[Stored entries]
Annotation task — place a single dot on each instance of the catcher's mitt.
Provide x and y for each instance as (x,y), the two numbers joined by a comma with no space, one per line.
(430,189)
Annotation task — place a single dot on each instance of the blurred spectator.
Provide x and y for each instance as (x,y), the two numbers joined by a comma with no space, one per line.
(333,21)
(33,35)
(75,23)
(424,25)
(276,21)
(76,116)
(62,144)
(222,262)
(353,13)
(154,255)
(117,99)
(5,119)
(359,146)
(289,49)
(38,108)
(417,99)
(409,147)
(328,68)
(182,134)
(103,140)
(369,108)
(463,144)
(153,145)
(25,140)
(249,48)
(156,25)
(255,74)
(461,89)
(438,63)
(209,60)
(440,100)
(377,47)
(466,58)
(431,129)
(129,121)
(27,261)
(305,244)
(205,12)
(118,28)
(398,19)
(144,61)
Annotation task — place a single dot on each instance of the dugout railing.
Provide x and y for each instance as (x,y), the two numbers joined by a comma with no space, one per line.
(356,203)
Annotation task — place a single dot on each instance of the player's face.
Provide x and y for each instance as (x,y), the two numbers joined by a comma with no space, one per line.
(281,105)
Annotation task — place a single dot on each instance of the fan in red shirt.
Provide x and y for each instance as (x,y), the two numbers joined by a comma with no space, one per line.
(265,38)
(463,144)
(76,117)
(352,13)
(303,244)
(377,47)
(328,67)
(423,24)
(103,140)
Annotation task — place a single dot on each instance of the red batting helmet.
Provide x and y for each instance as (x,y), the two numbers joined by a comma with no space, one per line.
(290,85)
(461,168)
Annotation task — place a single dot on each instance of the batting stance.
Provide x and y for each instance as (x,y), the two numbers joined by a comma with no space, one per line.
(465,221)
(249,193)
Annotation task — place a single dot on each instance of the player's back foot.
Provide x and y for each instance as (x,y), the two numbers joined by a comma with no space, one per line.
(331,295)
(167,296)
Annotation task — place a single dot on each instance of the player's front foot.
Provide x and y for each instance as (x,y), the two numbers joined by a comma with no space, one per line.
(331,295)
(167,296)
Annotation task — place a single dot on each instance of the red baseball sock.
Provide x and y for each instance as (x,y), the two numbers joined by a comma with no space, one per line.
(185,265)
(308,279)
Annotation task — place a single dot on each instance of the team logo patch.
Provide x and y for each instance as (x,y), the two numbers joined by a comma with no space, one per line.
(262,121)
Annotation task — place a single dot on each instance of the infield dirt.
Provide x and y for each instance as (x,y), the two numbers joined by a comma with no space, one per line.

• _GOAL_:
Transcribe the material from the line that contains "the infield dirt." through the last line of the material, including both, reproducing each character unchanged.

• _WRITTEN RESPONSE_:
Annotation task — place a single dot on each instance of the infield dirt.
Provide x and y for each instance as (x,y), the two numbers joined by a comma with no space, one per line.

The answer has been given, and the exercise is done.